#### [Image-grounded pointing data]
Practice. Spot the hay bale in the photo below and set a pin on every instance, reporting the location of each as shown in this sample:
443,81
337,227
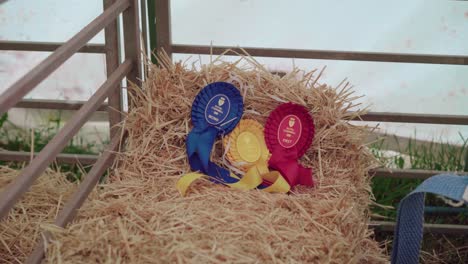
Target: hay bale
20,231
139,217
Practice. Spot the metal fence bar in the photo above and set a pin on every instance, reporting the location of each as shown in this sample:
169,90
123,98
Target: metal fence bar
132,45
54,104
69,210
47,46
22,156
24,85
326,55
382,226
409,173
370,116
163,26
112,62
22,183
414,118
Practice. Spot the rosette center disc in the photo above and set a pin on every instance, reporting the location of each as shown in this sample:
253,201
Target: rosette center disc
248,146
289,131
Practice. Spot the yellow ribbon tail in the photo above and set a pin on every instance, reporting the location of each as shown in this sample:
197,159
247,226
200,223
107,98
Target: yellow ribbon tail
186,180
279,184
248,182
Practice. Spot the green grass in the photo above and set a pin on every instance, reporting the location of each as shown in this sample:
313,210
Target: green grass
432,156
14,138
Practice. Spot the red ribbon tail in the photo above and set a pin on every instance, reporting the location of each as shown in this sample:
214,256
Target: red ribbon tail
305,176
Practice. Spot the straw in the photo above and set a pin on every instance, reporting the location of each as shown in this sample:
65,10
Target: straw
139,217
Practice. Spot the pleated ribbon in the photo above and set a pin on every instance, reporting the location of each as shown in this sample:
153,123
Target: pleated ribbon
216,111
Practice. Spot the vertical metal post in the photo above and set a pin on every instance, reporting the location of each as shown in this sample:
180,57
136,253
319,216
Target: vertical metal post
112,62
131,26
152,29
163,26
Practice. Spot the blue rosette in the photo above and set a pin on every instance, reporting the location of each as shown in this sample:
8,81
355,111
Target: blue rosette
219,105
216,111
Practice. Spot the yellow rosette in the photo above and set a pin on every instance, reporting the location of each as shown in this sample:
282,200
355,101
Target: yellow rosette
246,150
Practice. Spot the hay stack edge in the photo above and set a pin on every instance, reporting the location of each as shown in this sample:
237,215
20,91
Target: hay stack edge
138,216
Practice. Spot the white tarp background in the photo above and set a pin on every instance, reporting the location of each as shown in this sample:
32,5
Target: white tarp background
418,26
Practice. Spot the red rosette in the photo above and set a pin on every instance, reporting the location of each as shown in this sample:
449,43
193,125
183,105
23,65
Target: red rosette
289,132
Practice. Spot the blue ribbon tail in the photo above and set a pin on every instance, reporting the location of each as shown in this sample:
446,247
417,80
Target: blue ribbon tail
199,144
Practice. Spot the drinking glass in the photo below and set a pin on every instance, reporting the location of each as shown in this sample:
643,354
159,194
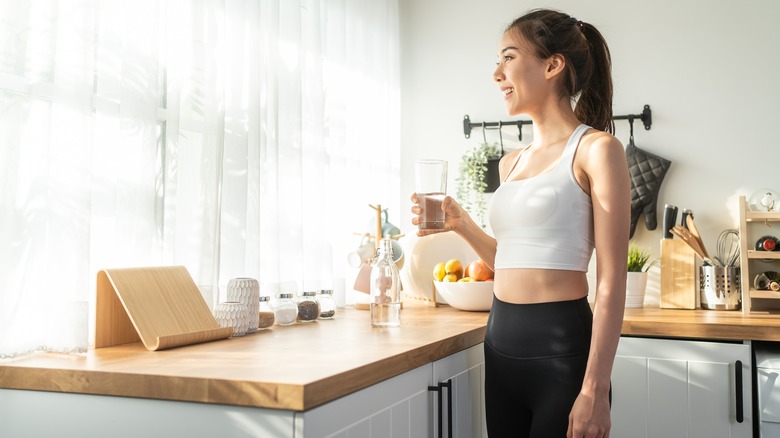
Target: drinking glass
431,187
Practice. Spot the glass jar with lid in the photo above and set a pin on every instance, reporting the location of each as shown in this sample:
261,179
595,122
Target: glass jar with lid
266,316
327,304
285,309
308,307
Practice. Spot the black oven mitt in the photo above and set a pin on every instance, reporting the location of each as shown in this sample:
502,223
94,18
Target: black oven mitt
647,171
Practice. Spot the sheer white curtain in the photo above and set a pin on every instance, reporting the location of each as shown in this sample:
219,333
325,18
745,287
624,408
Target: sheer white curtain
236,138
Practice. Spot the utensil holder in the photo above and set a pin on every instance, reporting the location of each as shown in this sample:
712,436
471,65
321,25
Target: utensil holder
246,291
719,288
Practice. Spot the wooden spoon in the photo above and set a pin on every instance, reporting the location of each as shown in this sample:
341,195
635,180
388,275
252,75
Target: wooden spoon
686,236
695,232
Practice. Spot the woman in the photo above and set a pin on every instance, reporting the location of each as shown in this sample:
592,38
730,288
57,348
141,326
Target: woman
548,357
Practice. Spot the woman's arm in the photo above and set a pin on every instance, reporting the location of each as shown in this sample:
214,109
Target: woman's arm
603,162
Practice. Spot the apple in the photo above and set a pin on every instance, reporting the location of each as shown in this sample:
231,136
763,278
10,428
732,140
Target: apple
479,271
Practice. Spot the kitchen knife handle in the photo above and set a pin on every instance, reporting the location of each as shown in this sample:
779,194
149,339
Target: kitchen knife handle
738,385
670,216
684,220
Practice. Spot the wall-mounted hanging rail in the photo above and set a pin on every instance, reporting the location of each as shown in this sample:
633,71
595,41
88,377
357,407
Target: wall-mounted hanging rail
646,116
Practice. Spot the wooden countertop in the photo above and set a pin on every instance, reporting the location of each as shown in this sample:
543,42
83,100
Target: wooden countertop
300,367
701,324
294,367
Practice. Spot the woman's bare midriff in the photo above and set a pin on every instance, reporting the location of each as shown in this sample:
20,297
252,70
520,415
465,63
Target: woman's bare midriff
526,286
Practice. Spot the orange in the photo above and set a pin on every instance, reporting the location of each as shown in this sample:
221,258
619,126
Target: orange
439,272
479,270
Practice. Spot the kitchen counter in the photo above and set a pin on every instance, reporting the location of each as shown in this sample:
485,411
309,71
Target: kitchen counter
303,366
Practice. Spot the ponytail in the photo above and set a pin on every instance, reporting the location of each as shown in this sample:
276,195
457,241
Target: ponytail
594,106
587,78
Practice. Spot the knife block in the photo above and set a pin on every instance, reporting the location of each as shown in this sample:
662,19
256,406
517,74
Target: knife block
678,275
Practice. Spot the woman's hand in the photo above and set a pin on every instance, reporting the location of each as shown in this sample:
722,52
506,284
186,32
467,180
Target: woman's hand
589,417
454,216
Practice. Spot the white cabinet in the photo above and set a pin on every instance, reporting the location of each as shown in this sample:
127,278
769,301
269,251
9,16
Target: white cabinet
674,388
408,405
465,374
768,388
400,407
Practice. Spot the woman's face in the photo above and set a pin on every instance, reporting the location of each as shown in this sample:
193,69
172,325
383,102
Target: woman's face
520,76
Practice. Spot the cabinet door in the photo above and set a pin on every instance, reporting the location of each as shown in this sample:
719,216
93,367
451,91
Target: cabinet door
671,388
395,408
466,371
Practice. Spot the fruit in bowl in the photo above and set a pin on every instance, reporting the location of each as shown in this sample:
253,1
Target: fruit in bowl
465,289
466,295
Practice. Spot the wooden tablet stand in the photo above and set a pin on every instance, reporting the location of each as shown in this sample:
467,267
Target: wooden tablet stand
160,306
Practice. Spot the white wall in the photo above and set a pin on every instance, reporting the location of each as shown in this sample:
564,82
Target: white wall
709,70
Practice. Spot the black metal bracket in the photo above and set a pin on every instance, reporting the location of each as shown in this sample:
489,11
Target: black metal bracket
646,116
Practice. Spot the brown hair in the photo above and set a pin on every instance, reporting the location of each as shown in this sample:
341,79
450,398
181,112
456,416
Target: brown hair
588,70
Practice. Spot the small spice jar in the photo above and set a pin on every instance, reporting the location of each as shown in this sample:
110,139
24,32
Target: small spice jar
327,304
285,309
266,317
308,307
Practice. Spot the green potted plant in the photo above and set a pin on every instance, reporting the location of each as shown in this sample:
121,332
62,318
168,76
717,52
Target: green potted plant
636,280
638,258
478,174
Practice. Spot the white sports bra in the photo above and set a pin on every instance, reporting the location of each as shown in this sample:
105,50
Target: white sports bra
545,221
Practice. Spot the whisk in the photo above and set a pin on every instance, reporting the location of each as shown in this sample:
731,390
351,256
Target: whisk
728,247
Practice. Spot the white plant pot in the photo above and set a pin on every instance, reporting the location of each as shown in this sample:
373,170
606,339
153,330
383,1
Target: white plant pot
636,285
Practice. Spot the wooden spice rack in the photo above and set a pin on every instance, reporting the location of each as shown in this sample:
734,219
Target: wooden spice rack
752,224
160,306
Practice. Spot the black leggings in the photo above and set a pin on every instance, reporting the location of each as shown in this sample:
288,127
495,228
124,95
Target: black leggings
535,359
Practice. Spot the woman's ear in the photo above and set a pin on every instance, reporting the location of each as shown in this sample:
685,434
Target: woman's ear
555,65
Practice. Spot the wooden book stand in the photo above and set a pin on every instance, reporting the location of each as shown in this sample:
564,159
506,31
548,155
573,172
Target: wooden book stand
160,306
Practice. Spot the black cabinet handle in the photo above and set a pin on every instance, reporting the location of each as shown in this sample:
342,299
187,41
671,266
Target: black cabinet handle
449,406
440,400
738,385
438,390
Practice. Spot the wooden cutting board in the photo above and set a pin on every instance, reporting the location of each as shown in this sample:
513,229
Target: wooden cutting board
679,267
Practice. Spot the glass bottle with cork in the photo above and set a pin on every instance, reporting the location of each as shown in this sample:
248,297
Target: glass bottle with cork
385,284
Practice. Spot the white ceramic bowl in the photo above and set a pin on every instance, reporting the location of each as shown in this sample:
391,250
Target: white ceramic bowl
423,253
471,295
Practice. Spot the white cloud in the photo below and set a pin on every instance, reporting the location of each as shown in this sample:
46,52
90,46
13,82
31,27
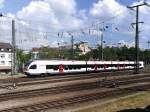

#### [Problem description]
Copy each line in the entries above where the word "below" shows up.

#### [Exercise solution]
Practice. Spot the hay bale in the photo below and set a pin on every instance, reporting the location of each as shown in this sample:
Practice. Spot the drinking glass in the photo below and set a pin on every instance, reporting the location of each as shown in this sample:
Practice. Spot the white cloud in the photo below and set a pin on every instance, reporting the location of each as shown in this sample:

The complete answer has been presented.